[Material shown start]
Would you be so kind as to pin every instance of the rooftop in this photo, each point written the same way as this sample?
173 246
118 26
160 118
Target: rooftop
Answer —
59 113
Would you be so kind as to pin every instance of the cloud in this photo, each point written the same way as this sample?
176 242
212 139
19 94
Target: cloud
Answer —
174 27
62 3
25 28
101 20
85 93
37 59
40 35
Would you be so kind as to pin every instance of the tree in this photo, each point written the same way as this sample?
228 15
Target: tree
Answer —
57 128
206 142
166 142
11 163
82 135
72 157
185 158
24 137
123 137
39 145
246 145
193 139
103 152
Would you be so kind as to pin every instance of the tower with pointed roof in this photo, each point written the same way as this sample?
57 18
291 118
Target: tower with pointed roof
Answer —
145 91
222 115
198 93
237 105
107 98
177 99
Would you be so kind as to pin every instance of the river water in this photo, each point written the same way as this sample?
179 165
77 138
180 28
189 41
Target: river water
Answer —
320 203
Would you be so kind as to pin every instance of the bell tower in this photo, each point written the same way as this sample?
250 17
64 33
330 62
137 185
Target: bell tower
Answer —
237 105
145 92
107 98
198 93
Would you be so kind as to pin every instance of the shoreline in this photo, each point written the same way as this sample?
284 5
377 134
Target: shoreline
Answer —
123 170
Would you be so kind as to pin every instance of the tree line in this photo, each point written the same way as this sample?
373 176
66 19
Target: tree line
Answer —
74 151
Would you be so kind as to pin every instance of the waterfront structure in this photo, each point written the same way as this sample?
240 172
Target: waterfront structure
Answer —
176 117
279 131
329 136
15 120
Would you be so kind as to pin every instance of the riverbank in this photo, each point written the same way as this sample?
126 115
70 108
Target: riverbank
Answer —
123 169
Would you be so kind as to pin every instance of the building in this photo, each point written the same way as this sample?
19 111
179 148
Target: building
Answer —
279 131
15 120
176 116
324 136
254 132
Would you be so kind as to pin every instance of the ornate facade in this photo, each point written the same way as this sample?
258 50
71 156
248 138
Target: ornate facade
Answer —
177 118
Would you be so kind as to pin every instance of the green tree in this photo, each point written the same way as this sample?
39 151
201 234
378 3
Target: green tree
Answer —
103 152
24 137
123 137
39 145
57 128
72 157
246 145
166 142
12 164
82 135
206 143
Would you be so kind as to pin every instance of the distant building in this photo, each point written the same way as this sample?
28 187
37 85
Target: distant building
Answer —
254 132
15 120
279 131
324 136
[Material shown end]
▸ **Task**
Rewrite everything from the line containing "of the green" down to the end of the lines, putting "far-off building" wherever "distant building" appears and leaving the rest unchanged. Give back only those lines.

▸ **Output for this exercise**
Would you be so kind as to pin every instance of the green tree in this photo, each point written the same way as this sample?
39 151
201 234
378 3
Target: green tree
Answer —
103 152
24 137
123 137
39 145
57 128
72 157
246 145
166 142
12 164
82 135
206 143
Would you be so kind as to pin every instance of the far-off building in this photo, each point written the same way as this sample?
28 187
37 85
Target: far-off building
Answer —
254 132
15 120
279 131
324 136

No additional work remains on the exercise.